_Actions to take_.
A. Summarize the Arch Linux bug report page in two sentences.
B. Reproduce word for word the part of the Arch Linux bug report page from "Attached to Project: Arch" up to and including "Alexander Steffens (heftig)".

--- Excerpted passage ---

Arch Linux

Please read this before reporting a bug:
https://wiki.archlinux.org/index.php/Reporting_Bug_Guidelines

Do NOT report bugs when a package is just outdated, or it is in the AUR. Use the 'flag out of date' link on the package page, or the Mailing List.

REPEAT: Do NOT report bugs for outdated packages!
Tasklist

FS#72333 - NVMe SSD WD SN730 disappearing after suspend/resume

Attached to Project: Arch Linux
Opened by Elias Projahn (johrpan) - Sunday, 03 October 2021, 12:40 GMT
Last edited by Andreas Radke (AndyRTR) - Sunday, 10 October 2021, 18:14 GMT
Task Type Bug Report
Category Kernel
Status Assigned
Assigned To Jan Alexander Steffens (heftig)

--- Data ---

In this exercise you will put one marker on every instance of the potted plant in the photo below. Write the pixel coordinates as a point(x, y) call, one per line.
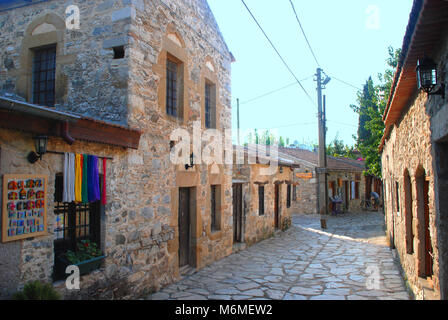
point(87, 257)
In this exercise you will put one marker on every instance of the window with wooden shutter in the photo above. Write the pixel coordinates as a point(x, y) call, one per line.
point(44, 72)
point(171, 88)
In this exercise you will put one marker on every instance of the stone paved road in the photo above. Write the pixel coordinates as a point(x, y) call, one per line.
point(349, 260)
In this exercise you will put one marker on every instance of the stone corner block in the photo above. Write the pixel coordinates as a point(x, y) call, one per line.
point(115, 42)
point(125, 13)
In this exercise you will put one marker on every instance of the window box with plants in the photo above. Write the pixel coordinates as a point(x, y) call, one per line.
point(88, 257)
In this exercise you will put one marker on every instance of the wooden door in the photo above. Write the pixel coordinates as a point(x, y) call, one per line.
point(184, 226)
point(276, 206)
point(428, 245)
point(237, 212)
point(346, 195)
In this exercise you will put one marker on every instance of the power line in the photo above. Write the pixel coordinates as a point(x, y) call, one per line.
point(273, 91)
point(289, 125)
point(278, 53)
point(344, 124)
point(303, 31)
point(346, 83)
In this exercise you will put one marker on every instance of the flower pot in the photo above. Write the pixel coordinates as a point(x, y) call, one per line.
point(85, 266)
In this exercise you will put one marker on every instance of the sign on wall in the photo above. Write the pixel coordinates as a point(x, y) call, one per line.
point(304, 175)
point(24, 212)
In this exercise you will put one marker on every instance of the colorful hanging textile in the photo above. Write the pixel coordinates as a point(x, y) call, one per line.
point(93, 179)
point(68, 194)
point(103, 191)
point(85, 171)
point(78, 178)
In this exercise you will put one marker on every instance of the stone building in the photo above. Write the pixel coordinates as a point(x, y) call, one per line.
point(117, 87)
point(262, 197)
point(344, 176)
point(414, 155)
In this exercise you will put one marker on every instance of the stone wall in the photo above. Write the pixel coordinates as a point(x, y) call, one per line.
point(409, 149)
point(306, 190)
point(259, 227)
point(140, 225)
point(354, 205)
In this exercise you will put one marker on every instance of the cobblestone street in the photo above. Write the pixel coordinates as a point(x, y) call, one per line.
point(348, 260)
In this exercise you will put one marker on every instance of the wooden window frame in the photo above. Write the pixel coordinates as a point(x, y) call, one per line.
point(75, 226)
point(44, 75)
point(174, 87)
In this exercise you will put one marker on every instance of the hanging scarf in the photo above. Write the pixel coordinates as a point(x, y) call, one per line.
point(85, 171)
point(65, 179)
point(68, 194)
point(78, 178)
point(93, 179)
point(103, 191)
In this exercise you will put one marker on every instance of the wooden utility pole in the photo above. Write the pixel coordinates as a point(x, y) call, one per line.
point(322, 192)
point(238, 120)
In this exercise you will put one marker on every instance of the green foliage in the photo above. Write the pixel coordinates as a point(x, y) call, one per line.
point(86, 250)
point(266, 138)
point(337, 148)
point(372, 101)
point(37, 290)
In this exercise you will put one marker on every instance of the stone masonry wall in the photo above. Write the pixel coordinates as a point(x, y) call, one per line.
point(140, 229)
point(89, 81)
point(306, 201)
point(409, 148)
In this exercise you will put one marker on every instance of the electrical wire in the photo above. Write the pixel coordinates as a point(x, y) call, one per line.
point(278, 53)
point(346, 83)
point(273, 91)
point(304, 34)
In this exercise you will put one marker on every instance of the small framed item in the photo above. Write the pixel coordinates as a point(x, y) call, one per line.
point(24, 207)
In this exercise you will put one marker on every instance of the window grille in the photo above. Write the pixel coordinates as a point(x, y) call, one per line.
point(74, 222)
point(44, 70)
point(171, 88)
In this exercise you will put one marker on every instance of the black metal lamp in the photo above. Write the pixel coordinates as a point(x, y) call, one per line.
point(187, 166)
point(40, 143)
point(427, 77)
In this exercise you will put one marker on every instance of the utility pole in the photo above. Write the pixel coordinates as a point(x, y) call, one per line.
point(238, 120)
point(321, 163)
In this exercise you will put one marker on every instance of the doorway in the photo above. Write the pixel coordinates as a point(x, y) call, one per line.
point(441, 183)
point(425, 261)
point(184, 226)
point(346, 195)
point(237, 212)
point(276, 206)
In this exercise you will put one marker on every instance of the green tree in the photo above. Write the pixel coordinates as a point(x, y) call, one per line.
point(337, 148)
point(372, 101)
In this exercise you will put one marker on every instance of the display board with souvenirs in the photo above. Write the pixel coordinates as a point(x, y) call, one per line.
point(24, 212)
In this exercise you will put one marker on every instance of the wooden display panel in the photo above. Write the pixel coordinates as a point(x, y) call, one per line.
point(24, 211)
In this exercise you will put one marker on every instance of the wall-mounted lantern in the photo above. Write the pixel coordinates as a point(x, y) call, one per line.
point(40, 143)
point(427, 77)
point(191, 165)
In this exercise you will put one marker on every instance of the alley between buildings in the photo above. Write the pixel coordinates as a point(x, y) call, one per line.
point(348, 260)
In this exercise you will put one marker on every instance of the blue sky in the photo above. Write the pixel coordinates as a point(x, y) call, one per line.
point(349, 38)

---

_Answers per task_.
A. The page asks users to read the bug reporting guidelines and not to report bugs for outdated packages or AUR packages, but to use the 'flag out of date' link or the Mailing List instead. It shows bug FS#72333, a kernel bug report about a WD SN730 NVMe SSD disappearing after suspend/resume, opened by Elias Projahn on 3 October 2021 and assigned to Jan Alexander Steffens.

B.
Attached to Project: Arch Linux
Opened by Elias Projahn (johrpan) - Sunday, 03 October 2021, 12:40 GMT
Last edited by Andreas Radke (AndyRTR) - Sunday, 10 October 2021, 18:14 GMT
Task Type Bug Report
Category Kernel
Status Assigned
Assigned To Jan Alexander Steffens (heftig)